Count the lines in the records below that contain the string "peach". Reply with that number alone.

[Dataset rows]
++++

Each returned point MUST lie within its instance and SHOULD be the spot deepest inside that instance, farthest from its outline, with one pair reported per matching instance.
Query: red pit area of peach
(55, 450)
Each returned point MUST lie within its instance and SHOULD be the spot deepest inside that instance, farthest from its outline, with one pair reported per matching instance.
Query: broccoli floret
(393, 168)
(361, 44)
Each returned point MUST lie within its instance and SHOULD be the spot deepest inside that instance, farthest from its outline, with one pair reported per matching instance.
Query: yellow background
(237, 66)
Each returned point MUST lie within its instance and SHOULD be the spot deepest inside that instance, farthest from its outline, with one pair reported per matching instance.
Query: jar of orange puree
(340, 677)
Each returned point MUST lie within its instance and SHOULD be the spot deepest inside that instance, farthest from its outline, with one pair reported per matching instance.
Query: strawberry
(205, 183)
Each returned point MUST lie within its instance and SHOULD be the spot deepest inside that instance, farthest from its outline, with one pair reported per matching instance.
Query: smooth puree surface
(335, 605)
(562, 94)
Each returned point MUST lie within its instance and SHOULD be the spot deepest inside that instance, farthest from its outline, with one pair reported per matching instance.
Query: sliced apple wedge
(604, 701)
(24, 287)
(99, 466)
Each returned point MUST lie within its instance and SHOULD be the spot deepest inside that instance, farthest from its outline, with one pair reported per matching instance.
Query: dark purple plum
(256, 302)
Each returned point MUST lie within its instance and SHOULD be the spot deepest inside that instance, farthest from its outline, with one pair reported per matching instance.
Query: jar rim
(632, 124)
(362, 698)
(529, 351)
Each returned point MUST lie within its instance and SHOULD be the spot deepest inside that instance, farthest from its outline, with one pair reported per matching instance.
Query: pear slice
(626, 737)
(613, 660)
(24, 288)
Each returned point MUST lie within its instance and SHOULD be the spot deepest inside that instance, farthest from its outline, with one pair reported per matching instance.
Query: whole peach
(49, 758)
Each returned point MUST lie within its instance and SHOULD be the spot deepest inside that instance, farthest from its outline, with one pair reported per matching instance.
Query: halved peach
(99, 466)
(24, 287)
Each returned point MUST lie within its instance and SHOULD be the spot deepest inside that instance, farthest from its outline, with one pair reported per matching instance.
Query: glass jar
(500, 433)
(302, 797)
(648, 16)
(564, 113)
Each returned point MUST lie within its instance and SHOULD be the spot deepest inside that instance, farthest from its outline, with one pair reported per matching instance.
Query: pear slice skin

++++

_COMPLETE ANSWER:_ 3